TO DO
In the passage below on Ouroboros and cyber conflict, rewrite the paragraph that begins "Ultimately, the Cold War remained cold" as a short bulleted list that keeps its main facts.

By targeting the Ukrainian government with Ouroboros, the Russians are able to effectively engage in an aggressive, kinetic act without actually declaring war. This is due to the fact that in the digital age, cyber attacks fall into the category of being largely accepted as part of how countries exercise power. Much like how in the Cold War – where there were unspoken rules of what powers could do – these acts fall short of what is considered outright aggression.
However, this will not last forever. If certain capabilities of Ouroboros go live, then it will remain to be seen how the Ukraine reacts. And if the Russians deploy cyber weapons with network-destroying capabilities into other countries, there might well be one country that reacts as though the launch of a cyber weapon is no different than the launch of a missile. It all comes down to perception, and whether or not all sides see fit to limit themselves to cyber attacks.
Ultimately, the Cold War remained cold due to the fact that all sides were able to maintain an agreed upon set of rules. As long as no one stood to gain from the outbreak of full-scale war – due to the proliferation of nukes and the prospect of “mutually assured destruction” – everyone could expect to do what was in their own best interests. The absence of such a set of rules and treaties governing cyber weapons has not yet led to open hostilities, but it remains to be seen if they will hold.
One can only hope a modern day Russia, and Ukraine for that matter, can be expected to do what’s in their best interests as well and avoid an open state of war.

PROVIDED INFORMATION
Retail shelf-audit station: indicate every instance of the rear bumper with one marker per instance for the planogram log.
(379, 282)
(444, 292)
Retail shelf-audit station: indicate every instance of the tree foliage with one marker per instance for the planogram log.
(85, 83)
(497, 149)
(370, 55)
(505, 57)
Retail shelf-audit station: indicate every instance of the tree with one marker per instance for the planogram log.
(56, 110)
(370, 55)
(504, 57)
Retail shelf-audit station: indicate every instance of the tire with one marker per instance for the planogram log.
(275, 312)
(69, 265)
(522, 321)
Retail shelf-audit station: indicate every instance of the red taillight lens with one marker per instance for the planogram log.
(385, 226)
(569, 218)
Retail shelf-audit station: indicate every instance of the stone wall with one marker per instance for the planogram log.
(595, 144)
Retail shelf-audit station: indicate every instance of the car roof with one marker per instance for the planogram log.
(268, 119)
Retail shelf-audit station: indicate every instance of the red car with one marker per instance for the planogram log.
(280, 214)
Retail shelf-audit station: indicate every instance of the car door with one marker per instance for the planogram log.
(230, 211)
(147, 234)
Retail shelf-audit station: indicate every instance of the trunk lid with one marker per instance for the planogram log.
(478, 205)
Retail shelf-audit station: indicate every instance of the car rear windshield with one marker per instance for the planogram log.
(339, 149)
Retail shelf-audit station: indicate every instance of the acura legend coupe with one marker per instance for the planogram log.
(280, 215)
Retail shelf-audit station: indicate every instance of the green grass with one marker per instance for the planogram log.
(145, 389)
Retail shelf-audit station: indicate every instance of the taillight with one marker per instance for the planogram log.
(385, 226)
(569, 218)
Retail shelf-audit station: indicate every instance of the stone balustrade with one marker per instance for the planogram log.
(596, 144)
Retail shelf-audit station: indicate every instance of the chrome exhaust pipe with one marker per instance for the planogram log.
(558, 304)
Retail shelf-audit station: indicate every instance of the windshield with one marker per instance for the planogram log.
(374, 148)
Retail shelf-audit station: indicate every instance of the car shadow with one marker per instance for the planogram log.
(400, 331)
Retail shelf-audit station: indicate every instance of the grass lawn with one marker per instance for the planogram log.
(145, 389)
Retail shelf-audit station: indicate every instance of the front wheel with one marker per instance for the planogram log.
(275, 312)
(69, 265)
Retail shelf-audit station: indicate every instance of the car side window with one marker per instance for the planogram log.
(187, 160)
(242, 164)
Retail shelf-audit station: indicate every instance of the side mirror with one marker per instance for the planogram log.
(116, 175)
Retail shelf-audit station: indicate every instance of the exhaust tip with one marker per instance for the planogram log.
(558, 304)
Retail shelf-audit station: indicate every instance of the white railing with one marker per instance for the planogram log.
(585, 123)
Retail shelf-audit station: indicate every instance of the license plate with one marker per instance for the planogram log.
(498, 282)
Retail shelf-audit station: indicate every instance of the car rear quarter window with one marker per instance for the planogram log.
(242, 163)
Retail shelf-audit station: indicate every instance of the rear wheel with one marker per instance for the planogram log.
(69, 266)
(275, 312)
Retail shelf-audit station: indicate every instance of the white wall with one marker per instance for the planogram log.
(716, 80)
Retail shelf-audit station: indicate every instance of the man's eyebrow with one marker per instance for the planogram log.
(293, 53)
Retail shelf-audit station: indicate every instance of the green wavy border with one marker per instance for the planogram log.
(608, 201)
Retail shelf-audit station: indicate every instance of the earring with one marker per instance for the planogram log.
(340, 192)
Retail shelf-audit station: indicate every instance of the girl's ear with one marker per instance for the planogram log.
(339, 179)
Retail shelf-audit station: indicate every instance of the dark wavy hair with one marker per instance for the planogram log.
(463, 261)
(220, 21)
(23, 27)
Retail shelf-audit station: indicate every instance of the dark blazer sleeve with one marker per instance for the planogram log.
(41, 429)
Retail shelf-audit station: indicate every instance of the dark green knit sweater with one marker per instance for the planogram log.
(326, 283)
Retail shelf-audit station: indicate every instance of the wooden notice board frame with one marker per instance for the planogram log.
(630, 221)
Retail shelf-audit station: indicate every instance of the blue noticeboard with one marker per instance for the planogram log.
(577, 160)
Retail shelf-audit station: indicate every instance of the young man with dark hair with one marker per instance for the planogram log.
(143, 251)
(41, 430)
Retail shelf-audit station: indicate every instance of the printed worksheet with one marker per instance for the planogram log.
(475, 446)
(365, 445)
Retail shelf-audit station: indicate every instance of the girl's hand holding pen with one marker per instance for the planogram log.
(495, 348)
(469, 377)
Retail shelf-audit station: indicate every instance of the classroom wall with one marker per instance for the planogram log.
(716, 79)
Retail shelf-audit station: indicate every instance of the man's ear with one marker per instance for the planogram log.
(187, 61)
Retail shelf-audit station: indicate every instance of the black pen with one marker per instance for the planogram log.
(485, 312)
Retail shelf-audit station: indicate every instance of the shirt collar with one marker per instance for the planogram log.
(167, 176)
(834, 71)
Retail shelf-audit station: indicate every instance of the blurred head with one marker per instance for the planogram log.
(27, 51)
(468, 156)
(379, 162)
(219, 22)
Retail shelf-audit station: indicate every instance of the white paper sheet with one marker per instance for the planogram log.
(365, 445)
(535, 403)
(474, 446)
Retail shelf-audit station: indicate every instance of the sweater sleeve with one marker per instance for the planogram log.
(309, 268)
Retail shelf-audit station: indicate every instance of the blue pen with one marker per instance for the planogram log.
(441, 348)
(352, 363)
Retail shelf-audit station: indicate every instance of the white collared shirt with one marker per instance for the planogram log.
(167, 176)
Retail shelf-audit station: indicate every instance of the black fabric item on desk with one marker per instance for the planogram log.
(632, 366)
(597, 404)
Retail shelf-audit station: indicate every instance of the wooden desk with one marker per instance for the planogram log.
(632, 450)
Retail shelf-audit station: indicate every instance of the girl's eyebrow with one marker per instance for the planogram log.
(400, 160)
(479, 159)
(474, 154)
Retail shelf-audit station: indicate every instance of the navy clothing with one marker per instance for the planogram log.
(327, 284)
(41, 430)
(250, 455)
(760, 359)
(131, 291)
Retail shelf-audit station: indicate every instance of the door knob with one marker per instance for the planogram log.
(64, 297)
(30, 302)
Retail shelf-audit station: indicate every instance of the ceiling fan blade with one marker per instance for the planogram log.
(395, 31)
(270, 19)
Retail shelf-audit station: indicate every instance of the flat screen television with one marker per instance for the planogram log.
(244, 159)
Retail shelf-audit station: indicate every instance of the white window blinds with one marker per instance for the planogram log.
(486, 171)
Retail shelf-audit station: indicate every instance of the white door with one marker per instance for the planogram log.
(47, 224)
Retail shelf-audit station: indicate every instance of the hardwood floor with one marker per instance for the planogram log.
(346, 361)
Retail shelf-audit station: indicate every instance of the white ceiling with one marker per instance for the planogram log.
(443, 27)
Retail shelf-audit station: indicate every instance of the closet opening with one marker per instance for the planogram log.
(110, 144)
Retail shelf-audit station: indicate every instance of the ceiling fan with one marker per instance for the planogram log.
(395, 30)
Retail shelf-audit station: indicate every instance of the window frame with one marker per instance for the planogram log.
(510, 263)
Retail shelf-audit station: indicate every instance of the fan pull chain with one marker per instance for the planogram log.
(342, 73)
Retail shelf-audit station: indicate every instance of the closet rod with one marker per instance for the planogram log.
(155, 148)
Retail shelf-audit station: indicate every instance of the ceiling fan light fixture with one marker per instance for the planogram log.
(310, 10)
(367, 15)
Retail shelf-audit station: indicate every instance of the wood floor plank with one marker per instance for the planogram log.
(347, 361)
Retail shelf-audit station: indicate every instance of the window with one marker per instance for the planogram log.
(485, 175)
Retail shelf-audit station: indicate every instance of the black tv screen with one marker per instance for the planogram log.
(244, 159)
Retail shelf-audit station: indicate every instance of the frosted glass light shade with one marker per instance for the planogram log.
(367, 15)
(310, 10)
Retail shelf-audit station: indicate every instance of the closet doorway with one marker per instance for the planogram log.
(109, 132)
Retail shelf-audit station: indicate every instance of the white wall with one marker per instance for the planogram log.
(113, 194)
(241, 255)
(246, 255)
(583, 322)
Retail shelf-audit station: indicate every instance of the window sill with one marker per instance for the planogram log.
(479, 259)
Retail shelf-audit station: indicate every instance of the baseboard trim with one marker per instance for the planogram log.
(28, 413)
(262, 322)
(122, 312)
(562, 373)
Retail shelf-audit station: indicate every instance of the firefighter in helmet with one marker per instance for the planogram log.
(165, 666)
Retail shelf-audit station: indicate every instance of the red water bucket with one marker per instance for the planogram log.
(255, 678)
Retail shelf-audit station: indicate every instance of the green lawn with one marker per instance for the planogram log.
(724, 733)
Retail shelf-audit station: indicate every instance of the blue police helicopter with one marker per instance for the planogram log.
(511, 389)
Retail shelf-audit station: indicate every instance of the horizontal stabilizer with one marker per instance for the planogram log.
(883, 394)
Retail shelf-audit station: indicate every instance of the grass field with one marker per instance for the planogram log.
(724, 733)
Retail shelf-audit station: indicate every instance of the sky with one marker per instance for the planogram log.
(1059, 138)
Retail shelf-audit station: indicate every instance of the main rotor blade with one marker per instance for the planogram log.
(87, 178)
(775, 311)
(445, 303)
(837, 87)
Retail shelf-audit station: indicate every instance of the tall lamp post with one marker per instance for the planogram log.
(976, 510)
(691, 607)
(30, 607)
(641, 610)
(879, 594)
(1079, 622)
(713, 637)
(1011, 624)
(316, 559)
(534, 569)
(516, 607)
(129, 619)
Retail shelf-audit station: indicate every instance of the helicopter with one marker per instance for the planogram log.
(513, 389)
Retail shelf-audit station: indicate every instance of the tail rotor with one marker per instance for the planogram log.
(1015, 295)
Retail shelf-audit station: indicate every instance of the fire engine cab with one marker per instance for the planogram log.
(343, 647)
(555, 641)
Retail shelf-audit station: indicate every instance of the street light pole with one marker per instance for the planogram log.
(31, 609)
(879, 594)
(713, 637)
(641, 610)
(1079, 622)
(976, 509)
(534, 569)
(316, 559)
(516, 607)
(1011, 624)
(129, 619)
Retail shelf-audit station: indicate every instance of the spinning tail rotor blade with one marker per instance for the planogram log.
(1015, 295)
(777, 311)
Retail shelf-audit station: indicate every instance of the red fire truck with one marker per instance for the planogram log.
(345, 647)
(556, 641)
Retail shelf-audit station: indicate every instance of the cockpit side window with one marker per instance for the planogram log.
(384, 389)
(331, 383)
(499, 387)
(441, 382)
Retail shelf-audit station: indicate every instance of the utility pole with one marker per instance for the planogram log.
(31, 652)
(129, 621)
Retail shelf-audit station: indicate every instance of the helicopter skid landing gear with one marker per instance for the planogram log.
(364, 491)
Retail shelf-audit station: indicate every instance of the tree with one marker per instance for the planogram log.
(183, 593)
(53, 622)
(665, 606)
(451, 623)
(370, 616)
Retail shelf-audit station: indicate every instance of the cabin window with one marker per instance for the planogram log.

OUTPUT FOR THIS TASK
- The Cold War stayed cold because all sides kept to an agreed set of rules.
- With nuclear weapons widespread and the prospect of "mutually assured destruction," no one stood to gain from full-scale war. Everyone could therefore be expected to act in their own best interests.
- No such rules or treaties govern cyber weapons. Their absence has not yet led to open hostilities, but whether that will last remains to be seen.